◆ Directives ◆
1. In the Hasbro article, what were analysts surveyed by Refinitiv projecting for the company's 2023 revenue?
2. Name every company or business division mentioned in the Hasbro article.
3. Extend the Hasbro article past its final paragraph.

◆ Text segment ◆
——————

Hasbro keeps expectations low for the start of 2023, but sees turnaround coming

Hasbro keeps expectations low for the start of 2023, but sees turnaround coming


Hasbro‘s 2023 outlook might feel like déjà vu. At first, anyway.

The toymaker on Thursday announced its fourth-quarter results while issuing conservative guidance for the year, mimicking the modest expectations it had when it entered 2022.

Hasbro is maintaining some optimism though, pointing to key bright spots from releases like Transformers and its growing Wizards of the Coast gaming division, which houses Dungeons & Dragons, along with the turnaround plan it announced in October.

Shares rose about 3% on Thursday.

Hasbro projected that full-year revenue will decline in 2023, but forecasted that the majority of the squeeze will be felt in the first half of the year. Hasbro said it expects revenue for the year to decline in the low-single digits, percentage-wise, which missed Wall Street’s expectations. Analysts surveyed by Refinitiv were projecting a 2.2% revenue increase.

The toy industry as a whole has felt a slowdown. Mattel had more optimism than Hasbro going into 2022 and had hoped that the holiday season would boost its dipping sales. But despite its confidence, the company underperformed in consumer product sales for its fourth quarter.

——————

Stored entries:
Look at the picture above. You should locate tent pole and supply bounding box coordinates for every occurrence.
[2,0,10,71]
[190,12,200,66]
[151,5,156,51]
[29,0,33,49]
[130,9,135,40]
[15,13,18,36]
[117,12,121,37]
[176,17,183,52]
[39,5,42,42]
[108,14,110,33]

——————

◆ Answers below ◆
1. A 2.2% revenue increase.

2. Hasbro, Wizards of the Coast, Refinitiv, Mattel

3.
CEO Chris Cocks said on a call with analysts that he expects the slowing consumer demand that weighed on this year’s sales will continue into the first three quarters of 2023, but he hopes it will lighten up in the last quarter.

Cocks also said on the call that Hasbro would be looking to introduce a product line priced between $20 to $30, a cheaper option to help target the inflation-weary consumer.

In the toy industry, “anything below $30 is performing quite well. Anything above that is performing quite poorly,” UBS Executive Director Arpiné Kocharyan told CNBC.

Hasbro is maintaining hope that new releases like expansion packs for Dungeons & Dragons and Magic: The Gathering games will pay off and compensate for product sales declines. “There’s a lot of entertainment coming in Q2 that will have a nice halo effect in Q3 and Q4,” said Cocks. The company announced on Thursday that Magic: The Gathering is on track to be its first billion-dollar brand.

In general, for Wizards of the Coast, Cocks said, “You should expect an up Q1, a down Q2, a significant up Q3, and a fair up Q4,” which is based on the timing of the game’s new releases.

“By and large, this company outlook is going to be determined by how strong Wizard is,” Kocharyan told CNBC, noting that the gaming segment was a boon for dips in product sales.

“For this company, in terms of what makes or breaks it, a strong 2023 is going to be determined by how they fix some of the core brand portfolio led by Nerf,” Kocharyan added. Nerf lost some market share in the fourth quarter due to lower-priced competition.

The company, which houses brands like Peppa Pig and Play-Doh, has taken several hits in recent times, which led it to proceed with caution into 2022.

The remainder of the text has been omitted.